### Exercise passage
# # # # # # #

Recently, Bolu Yang, a graduate of the Master of Global Health program at Duke Kunshan University and a joint PhD student of Wuhan University and Duke Kunshan University, published a research paper titled “Economic Evaluation of a Multicomponent mHealth Intervention for Stroke Management in Rural China: Cluster-Randomized Trial With 6-Year Follow-Up” as the first author in the internationally renowned journal JMIR mHealth and uHealth.
The study was led by Professor Lijing L. Yan (School of Public Health, Wuhan University; Global Health Research Center, Duke Kunshan University) and her team at the Global Health Research Center of Duke Kunshan University, conducted in Hebei Province over a six-year period. The published paper focuses on the SINEMA intervention model and provides a systematic evaluation of the short-term and long-term economic benefits of the mobile health (mHealth)-based SINEMA intervention for stroke management among patients in rural China.
Significant Cost-Effectiveness and Sustained Long-Term Impact

The study found that the SINEMA intervention was cost-effective both in the short term and over the long run. The figure clearly illustrates that the SINEMA intervention demonstrated stable and remarkably high cost-effectiveness in both the short term (trial period) and the long term (follow-up period). Results from probabilistic sensitivity analyses and acceptability analyses under varying willingness-to-pay thresholds consistently supported the conclusion that the intervention is cost-effective.

# # # # # # #

### Data supplied
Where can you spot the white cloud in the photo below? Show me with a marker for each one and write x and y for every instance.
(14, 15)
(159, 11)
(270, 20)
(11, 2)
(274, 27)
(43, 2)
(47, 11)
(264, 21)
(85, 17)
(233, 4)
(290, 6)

# # # # # # #

### Study questions
1. List every university, school, and research center named in the article on the SINEMA economic evaluation.
2. Write the next part of the article on the SINEMA economic evaluation, starting right after its final sentence.

### Answer list
1.
- Duke Kunshan University
- Wuhan University
- School of Public Health, Wuhan University
- Global Health Research Center, Duke Kunshan University

2.
Feasible for Nationwide Implementation with Manageable Costs

The research team also conducted a budget impact analysis to assess the financial feasibility of scaling up the SINEMA model nationwide. The research team assumed that the SINEMA intervention could reach China’s rural stroke population within five years. The table presents the projected implementation costs for Year 1 and Year 5, comparing two rollout scenarios: Scenario A — independent program implementation, and Scenario B — integration into the National Basic Public Health Service.
Findings showed low per-capita costs in both scenarios, suggesting that nationwide implementation would impose a limited financial burden. These results indicate that the SINEMA model is highly feasible for large-scale adoption, offering policymakers clear and evidence-based cost references for nationwide deployment.
“This economic evaluation fills a critical gap in existing research,” said Bolu Yang.“The SINEMA model — a community-based and technology-enabled approach — is not only a solution for rural China but also holds great potential to transform secondary stroke prevention in resource-limited settings worldwide. Looking ahead, this model could serve as a reference for managing other chronic diseases across diverse global contexts.”
The research team has previously published several studies, providing empirical evidence for innovative practices and intervention outcomes in primary-level chronic disease management.